→ **TASK LIST**
A. In the thread below about adding a memory sanitizer test to Travis, which two configure options does jonasnick say real-or-random's local command is missing?
B. Pick up the discussion below about adding a memory sanitizer test to Travis, and write what comes next after its final comment.

→ **SUPPLIED PASSAGE**
/---

Add memory sanitizer test to travis

jonasnick commented at 10:44 pm on November 4, 2019: contributor

In #558 there was an unintialized memory read (in the tests). This happened in all travis test configs but only a single test configuration produced an error in a verify check. In order to catch issues with uninitialized memory reliably, this PR adds a test configuration with the clang memory sanitizer to travis. The memory sanitizer errors out when running with the unfixed schnorrsig PR.

The result of running this PR with an additional commit that adds an uninitialized memory can be viewed at https://travis-ci.org/jonasnick/secp256k1/jobs/607352962

in .travis.yml:70 in 33ad6d62fd outdated

65+    - compiler: clang
66+      # --disable-openssl-tests because openssl uses uninitialized memory. ASM
67+      # and BIGNUM are disabled because clang memory sanitizer does not work
68+      # with inline assembly (https://clang.llvm.org/docs/MemorySanitizer.html).
69+      # The memory sanitizer is instructed to exit with a different exit code
70+      # using MSAN_OPTIONS. This is because the default exit code is 77 - the

sipa commented at 10:51 pm on November 4, 2019:

Wow, how long did it take you to figure this out?

jonasnick commented at 11:20 pm on November 4, 2019:

Haha, not long luckily. The automake doc is pretty clear about exit code 77 being the cause of skipped tests.

sipa commented at 10:52 pm on November 4, 2019: contributor

Concept ACK

real-or-random commented at 10:41 am on November 5, 2019: contributor

Apparently both test programs fail with the sanitizer enabled on travis.

I’m testing this locally and the output is much better with ./configure --enable-coverage --disable-openssl-tests CC=clang CFLAGS="-fsanitize=memory -fsanitize-memory-track-origins -fno-omit-frame-pointer -g"

-fsanitize-memory-track-origins is a no brainer. It needs more ressources but fine
-fno-omit-frame-pointer -g for printing functions and line numbers
--enable-coverage is mostly a hack to force -O0.

Interestingly, I get different results with coverage on and off (due to the enabled VERIFYs), and in both cases the sanitizer fails pretty early here. :/

edit: The caveat of all these options is that they don’t work on the compiler options that we really use for the build in the end. I still think they’re useful, I guess the memory sanitizer is more useful for spotting mistakes in the source code and not issues introduced by the compiler.

jonasnick commented at 10:49 am on November 5, 2019: contributor

@real-or-random you’re missing --without-asm and --with-bignum=no. The problem with the travis test run is that ASM=no doesn’t have an effect. Will write a fix.

\---

→ **SUPPLIED INFORMATION**
/---

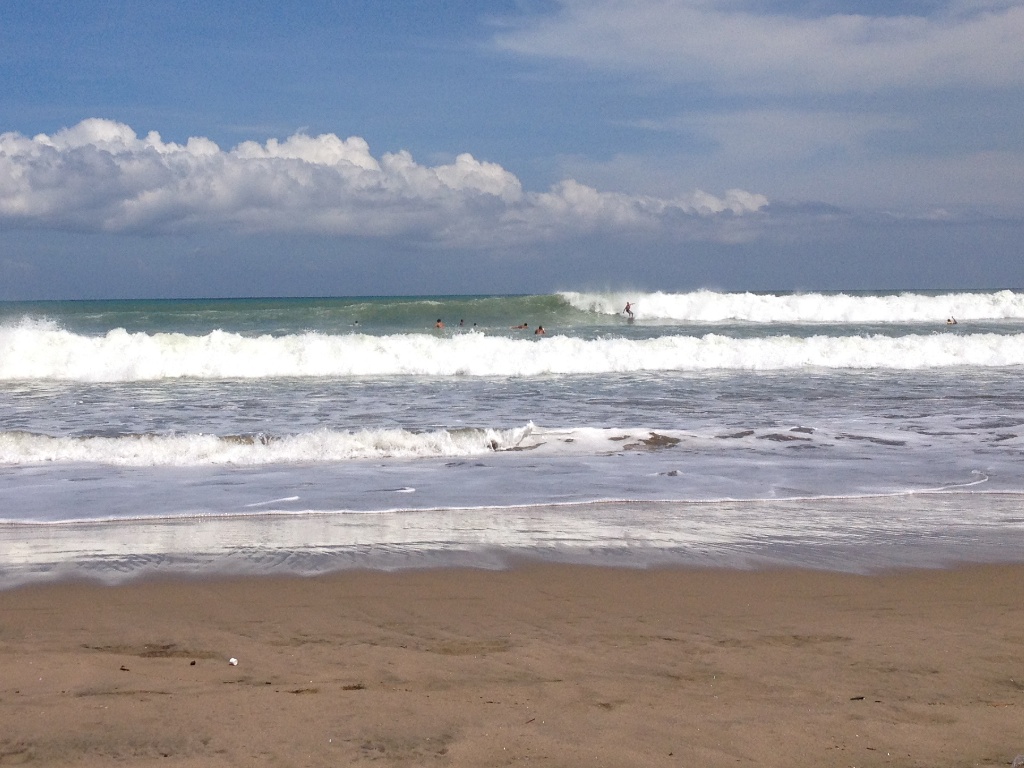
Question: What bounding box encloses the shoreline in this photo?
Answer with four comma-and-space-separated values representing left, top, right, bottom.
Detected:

\---

→ **RESPONSES BY TASK**
A. `--without-asm` and `--with-bignum=no`

B.
real-or-random commented at 10:58 am on November 5, 2019: contributor

Oh indeed. I still suggest adding -fsanitize-memory-track-origins -fno-omit-frame-pointer -g here to make sure that the output of the sanitizer is useful.

By the way, is there a reason why you can’t override the optimization level in the CFLAGS? @gmaxwell @sipa

in .travis.yml:73 in 33ad6d62fd outdated

68+      # with inline assembly (https://clang.llvm.org/docs/MemorySanitizer.html).
69+      # The memory sanitizer is instructed to exit with a different exit code
70+      # using MSAN_OPTIONS. This is because the default exit code is 77 - the
71+      # same exit code that autotools make check interprets as a test that is
72+      # supposed to be skipped.
73+      env: EXTRAFLAGS="--disable-openssl-tests CFLAGS=-fsanitize=memory" ASM=no BIGNUM=no EXPERIMENTAL=yes ENDOMORPHISM=yes RECOVERY=yes ECDH=yes MSAN_OPTIONS=exitcode=42

real-or-random commented at 11:24 am on November 5, 2019:

Maybe it’s a good idea to test with both ENDOMORPHISM=yes and ENDOMORPHISM=no because both code paths are interesting for memory: setting up the contexts involves a lot of pointer arithmetic etc.

jonasnick commented at 1:22 pm on November 5, 2019:

Yeah I can add that.

practicalswift commented at 11:59 am on November 5, 2019: contributor

Strong Concept ACK

Cannot survive over long time horizons without the sanitizers :)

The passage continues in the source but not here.